──────── Recorded information
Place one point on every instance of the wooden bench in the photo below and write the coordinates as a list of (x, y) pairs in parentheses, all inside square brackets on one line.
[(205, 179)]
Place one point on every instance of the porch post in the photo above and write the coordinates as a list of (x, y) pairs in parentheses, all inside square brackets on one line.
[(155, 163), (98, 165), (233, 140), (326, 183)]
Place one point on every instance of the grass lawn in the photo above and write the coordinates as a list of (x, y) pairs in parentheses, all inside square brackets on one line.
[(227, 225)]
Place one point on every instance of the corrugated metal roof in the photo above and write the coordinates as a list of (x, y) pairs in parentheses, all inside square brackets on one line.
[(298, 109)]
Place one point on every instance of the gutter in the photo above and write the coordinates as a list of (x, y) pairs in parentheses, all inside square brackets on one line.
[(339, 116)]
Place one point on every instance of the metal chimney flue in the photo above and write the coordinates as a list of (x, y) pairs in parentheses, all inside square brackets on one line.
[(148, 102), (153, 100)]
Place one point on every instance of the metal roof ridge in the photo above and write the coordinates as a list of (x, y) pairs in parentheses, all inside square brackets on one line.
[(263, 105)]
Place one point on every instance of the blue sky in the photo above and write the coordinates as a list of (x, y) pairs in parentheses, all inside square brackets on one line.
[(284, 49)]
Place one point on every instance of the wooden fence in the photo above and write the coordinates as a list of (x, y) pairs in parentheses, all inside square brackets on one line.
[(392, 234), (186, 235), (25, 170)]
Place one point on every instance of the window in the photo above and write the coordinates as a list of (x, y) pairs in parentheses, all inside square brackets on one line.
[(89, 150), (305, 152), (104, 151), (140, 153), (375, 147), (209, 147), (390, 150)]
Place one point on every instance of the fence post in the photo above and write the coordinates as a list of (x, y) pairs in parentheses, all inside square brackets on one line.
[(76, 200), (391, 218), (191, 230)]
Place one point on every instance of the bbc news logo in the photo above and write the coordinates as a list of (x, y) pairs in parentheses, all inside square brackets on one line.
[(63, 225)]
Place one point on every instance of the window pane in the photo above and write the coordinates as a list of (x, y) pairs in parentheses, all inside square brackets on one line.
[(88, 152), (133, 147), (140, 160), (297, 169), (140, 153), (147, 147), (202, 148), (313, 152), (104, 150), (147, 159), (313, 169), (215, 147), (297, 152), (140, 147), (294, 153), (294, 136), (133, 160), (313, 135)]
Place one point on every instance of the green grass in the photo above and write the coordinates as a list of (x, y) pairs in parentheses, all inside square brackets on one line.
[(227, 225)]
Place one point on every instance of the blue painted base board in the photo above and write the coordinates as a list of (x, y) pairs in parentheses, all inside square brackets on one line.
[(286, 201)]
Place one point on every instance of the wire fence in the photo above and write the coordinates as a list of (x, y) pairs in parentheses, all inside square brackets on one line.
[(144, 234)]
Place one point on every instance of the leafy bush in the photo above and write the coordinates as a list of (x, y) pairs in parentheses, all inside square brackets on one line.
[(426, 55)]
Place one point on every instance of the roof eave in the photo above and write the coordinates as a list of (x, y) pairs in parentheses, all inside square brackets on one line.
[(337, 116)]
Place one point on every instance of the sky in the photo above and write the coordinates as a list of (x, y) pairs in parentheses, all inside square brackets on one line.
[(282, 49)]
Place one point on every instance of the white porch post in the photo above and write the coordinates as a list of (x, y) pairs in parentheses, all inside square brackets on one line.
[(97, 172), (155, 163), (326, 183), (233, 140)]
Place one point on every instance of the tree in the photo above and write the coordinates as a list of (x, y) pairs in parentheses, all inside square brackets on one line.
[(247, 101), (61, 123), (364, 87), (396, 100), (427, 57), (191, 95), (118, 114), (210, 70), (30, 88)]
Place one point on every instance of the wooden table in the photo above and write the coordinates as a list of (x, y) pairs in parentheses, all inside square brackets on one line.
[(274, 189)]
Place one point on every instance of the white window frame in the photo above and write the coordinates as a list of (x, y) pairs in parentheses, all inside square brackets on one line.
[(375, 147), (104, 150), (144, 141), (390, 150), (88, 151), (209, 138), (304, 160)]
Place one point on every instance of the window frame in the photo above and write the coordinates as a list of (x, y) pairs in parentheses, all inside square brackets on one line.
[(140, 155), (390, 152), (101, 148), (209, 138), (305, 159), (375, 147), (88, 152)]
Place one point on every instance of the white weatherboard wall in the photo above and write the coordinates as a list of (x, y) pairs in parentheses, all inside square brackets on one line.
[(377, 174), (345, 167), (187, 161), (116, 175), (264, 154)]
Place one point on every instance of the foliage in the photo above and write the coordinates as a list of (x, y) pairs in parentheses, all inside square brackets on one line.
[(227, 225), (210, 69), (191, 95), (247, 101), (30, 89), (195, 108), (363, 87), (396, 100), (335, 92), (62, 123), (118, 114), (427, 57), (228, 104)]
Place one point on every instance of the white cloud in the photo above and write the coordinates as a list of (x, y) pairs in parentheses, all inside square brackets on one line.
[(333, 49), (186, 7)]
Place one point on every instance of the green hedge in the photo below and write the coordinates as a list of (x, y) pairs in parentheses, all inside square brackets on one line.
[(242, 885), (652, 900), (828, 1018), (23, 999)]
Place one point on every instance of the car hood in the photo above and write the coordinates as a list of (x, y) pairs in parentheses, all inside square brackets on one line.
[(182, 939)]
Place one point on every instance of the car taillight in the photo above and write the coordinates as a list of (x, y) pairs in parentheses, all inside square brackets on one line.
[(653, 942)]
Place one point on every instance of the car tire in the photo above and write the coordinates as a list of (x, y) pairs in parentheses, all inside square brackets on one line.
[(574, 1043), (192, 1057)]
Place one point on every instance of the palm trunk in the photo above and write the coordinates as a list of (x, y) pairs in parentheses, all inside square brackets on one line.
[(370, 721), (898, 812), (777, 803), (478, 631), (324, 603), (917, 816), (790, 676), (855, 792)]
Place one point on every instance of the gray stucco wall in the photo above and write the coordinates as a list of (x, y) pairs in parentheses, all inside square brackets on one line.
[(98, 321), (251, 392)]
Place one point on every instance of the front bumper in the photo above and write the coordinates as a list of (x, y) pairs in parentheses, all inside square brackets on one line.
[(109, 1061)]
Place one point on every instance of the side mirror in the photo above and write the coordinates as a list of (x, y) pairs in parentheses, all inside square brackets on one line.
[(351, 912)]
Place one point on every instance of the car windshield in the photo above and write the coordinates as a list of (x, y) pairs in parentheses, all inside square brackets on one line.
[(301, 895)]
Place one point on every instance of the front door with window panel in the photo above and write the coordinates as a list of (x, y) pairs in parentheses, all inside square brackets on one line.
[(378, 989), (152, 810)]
────────────────
▶ **Given instruction**
Give the entries above as a JSON list of strings, one string per line, with blank lines left out.

▶ **Answer**
[
  "Place one point on every instance of the wooden bench in the photo below and write the coordinates as a list of (x, y) pairs in parentheses, all inside square brackets on one line.",
  "[(205, 179)]",
  "Place one point on every instance of the porch post in the photo above and write the coordinates as a list of (x, y) pairs in parentheses, all inside square brackets on one line.",
  "[(155, 163), (98, 165), (233, 140), (326, 183)]",
  "Place one point on every instance of the grass lawn in the photo above and write the coordinates as a list of (x, y) pairs in parentheses, all inside square brackets on one line.",
  "[(227, 225)]",
  "Place one point on every instance of the corrugated metal roof in the photo above and write the coordinates as a list of (x, y) pairs in parentheses, all inside square brackets on one line.",
  "[(298, 109)]",
  "Place one point on every instance of the gutter in the photo above and write the coordinates as a list of (x, y) pairs in parentheses, all inside square brackets on one line.",
  "[(339, 116)]",
  "Place one point on every instance of the metal chimney flue in the photo above and write the coordinates as a list of (x, y) pairs in parentheses, all inside square brackets on one line.",
  "[(148, 102), (153, 100)]",
  "Place one point on every instance of the metal roof ridge in the photo above and write the coordinates as a list of (x, y) pairs in parentheses, all inside square brackets on one line.",
  "[(263, 105)]",
  "Place one point on every instance of the blue sky in the photo above and write the coordinates as a list of (x, y) pairs in parentheses, all inside square brackets on one line.",
  "[(284, 49)]",
  "Place one point on every instance of the wooden fence in the photo above and write the coordinates as a list of (x, y) pairs in parentheses, all inside square brackets on one line.",
  "[(392, 234), (186, 235), (25, 170)]",
  "Place one point on every instance of the window in the photo above and write the coordinates as a list of (x, y) pairs in parentheses, all inside square brackets on one line.",
  "[(89, 150), (305, 152), (104, 151), (140, 153), (375, 147), (209, 147), (390, 150)]",
  "Place one point on every instance of the fence post in the photo above and write the coordinates as a list of (x, y) pairs in parentheses, all inside square brackets on one line.",
  "[(76, 200), (391, 218), (191, 230)]",
  "Place one point on every instance of the bbc news logo in the photo above and write the coordinates as a list of (x, y) pairs in parentheses, all inside square brackets on one line.",
  "[(63, 225)]",
  "Place one point on every instance of the window pane in the photo above and write the coordinates as a list of (x, y) pairs in parentheses, all inside square brackets on one line.",
  "[(88, 152), (133, 147), (140, 160), (297, 169), (140, 153), (147, 147), (202, 148), (313, 152), (104, 150), (147, 159), (313, 169), (215, 147), (297, 152), (140, 147), (294, 153), (294, 136), (133, 160), (313, 135)]",
  "Place one point on every instance of the green grass in the photo above and write the coordinates as a list of (x, y) pairs in parentheses, all inside square brackets on one line.",
  "[(227, 225)]",
  "Place one point on every instance of the blue painted base board in the photo above and write the coordinates as a list of (x, y) pairs in parentheses, all inside square brackets on one line.",
  "[(286, 201)]",
  "Place one point on every instance of the wire fence in the photo above and write the coordinates as a list of (x, y) pairs in parentheses, all inside square brackets on one line.",
  "[(144, 234)]",
  "Place one point on every instance of the leafy bush in the photo above and write the coordinates as a list of (x, y) pairs in parentheses, all inside square brackets on one line.",
  "[(426, 55)]",
  "Place one point on every instance of the roof eave in the photo above and write the coordinates as a list of (x, y) pairs in parentheses, all inside square brackets on one line.",
  "[(337, 116)]",
  "Place one point on every instance of the sky in the photo above and write the coordinates as a list of (x, y) pairs in parentheses, all inside square brackets on one line.",
  "[(282, 49)]",
  "Place one point on every instance of the white porch post in the photo above and write the coordinates as a list of (x, y) pairs in parentheses, all inside square brackets on one line.",
  "[(97, 172), (155, 163), (326, 183), (233, 140)]",
  "Place one point on every instance of the tree in the photo above and write the coordinates as a list of (x, y) pairs in parentheses, all inside square brackets on one line.",
  "[(247, 101), (61, 123), (364, 87), (396, 100), (427, 57), (191, 95), (118, 114), (210, 70), (30, 88)]",
  "Place one point on every instance of the wooden table in the photo above and write the coordinates as a list of (x, y) pairs in parentheses, all inside square brackets on one line.",
  "[(274, 189)]",
  "Place one point on every instance of the white window frame in the photo above and write the coordinates as a list of (x, y) pairs in parentheses, all inside square brackets on one line.",
  "[(375, 147), (104, 150), (144, 141), (390, 150), (88, 151), (209, 138), (304, 160)]",
  "Place one point on every instance of the window frame in the photo above and write the coordinates as a list of (x, y) pairs in parentheses, all inside square brackets on one line.",
  "[(140, 155), (390, 152), (101, 148), (209, 138), (305, 159), (375, 147), (88, 152)]",
  "Place one point on every instance of the white weatherboard wall in the photo above and write the coordinates as a list of (x, y) pairs in parentheses, all inside square brackets on one line.",
  "[(377, 174), (345, 167), (187, 161), (116, 175), (264, 154)]",
  "Place one point on every instance of the foliage in the photo above and write the coordinates as a list of (x, y) pairs in parentheses, all inside square brackets on one line.",
  "[(227, 225), (210, 69), (191, 95), (247, 101), (30, 89), (195, 108), (363, 87), (396, 100), (335, 92), (62, 123), (118, 114), (427, 57), (228, 104)]",
  "Place one point on every instance of the white cloud in the photo above and write the coordinates as a list of (x, y) pairs in parentheses, all inside square brackets on one line.",
  "[(333, 49), (186, 7)]",
  "Place one point on every instance of the green hedge in the photo below and write the coordinates as a list of (x, y) pairs in parentheses, all inside square brackets on one line.",
  "[(242, 885), (652, 900), (828, 1018), (23, 999)]",
  "Place one point on every instance of the car hood in the photo above and write the coordinates as a list of (x, y) pairs in parentheses, all inside square brackets on one line.",
  "[(182, 939)]",
  "Place one point on every instance of the car taillight in the photo above and write the coordinates as a list of (x, y) pairs in parentheses, all inside square brackets on one line.",
  "[(653, 942)]",
  "Place one point on every instance of the car tire in the photo above and write the coordinates as a list of (x, y) pairs in parentheses, all inside square brackets on one line.",
  "[(574, 1043), (192, 1057)]",
  "Place one point on every instance of the palm trunk in the photo above and write the coordinates as a list of (x, y) pairs in parentheses, all inside square brackets on one line.",
  "[(370, 721), (898, 812), (777, 803), (478, 631), (324, 603), (917, 816), (790, 676), (855, 792)]",
  "Place one point on every instance of the gray stucco wall in the photo above and write the coordinates as a list of (x, y) pairs in parentheses, all inside square brackets on one line.",
  "[(98, 321), (251, 392)]",
  "Place one point on every instance of the front bumper in the photo above and write the coordinates as a list of (x, y) pairs in parentheses, all inside square brackets on one line.",
  "[(109, 1061)]",
  "Place one point on every instance of the side mirror in the photo above and write the coordinates as a list of (x, y) pairs in parentheses, all inside square brackets on one line.",
  "[(351, 912)]",
  "Place one point on every instance of the car windshield in the photo above and write the coordinates as a list of (x, y) pairs in parentheses, all inside square brackets on one line.",
  "[(301, 895)]",
  "Place one point on every instance of the front door with window panel in the photo above and write the coordinates as a list of (x, y) pairs in parentheses, all inside square brackets on one line.",
  "[(378, 989), (152, 810)]"
]